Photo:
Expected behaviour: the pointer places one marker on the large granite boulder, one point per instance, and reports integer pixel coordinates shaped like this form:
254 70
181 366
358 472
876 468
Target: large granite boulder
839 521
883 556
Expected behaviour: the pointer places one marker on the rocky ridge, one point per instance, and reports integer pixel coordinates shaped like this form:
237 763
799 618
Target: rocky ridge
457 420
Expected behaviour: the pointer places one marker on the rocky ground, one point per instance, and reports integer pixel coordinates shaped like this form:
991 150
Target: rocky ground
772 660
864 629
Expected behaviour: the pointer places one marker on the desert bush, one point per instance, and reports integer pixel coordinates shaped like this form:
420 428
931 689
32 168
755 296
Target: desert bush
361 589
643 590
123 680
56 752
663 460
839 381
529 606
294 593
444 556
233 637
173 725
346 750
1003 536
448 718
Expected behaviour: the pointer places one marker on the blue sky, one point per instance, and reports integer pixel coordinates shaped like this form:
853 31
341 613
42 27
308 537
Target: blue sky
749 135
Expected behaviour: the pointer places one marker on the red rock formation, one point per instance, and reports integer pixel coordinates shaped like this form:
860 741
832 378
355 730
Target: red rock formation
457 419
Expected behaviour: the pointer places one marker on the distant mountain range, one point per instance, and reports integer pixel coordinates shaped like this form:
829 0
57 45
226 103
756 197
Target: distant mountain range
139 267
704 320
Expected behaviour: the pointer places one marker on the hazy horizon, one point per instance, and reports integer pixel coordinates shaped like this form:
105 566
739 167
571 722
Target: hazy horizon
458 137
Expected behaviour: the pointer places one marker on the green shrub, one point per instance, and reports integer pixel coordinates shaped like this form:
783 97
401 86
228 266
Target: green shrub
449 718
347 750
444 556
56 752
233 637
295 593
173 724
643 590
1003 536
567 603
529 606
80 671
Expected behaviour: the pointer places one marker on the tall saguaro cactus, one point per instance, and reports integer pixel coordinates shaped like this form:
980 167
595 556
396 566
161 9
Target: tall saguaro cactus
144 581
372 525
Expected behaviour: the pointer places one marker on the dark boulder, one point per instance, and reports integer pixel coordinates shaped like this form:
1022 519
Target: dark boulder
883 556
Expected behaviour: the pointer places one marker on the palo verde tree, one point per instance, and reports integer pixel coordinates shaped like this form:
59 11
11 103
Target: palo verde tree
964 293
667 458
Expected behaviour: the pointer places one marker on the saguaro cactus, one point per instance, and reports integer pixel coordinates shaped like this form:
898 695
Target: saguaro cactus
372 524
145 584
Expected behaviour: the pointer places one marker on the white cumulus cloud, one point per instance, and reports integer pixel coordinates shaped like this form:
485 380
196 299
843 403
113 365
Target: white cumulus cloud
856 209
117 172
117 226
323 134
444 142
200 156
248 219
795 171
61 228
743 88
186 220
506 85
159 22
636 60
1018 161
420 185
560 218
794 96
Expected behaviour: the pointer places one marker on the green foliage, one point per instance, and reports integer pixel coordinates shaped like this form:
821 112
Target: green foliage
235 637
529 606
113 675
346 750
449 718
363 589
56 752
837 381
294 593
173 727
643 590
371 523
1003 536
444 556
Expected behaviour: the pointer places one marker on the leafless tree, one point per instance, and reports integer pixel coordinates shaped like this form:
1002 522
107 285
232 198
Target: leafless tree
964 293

==*==

Given task >> Transcribe everything from the line containing "Expected behaviour: the pointer places one marker on the white" down to the end of the entries, word for word.

Answer to the task >>
Expected behaviour: the pointer places one marker on the white cumulus cloud, one point per instance, and reports integer pixel coordinates shaped like this form:
485 380
196 299
843 403
113 365
Target: white cumulus cloud
856 209
117 172
117 226
323 134
444 142
200 156
248 219
795 171
61 228
743 88
186 220
506 85
159 22
636 60
1018 161
420 185
560 218
794 96
Expected behaviour: the pointer places one marker on the green foliage, one point per instance, and reports integer pixel coordinates shaped like this form:
821 112
Target: green foliage
235 637
529 606
113 675
346 750
449 718
363 589
56 752
837 381
294 593
173 727
643 590
371 523
1003 536
444 556
Expected behaviour: the pointer places one marker on the leafless tree, one point per instance, and reports integer pixel coordinates shaped like this form:
1002 522
107 285
232 198
Target: leafless tree
964 293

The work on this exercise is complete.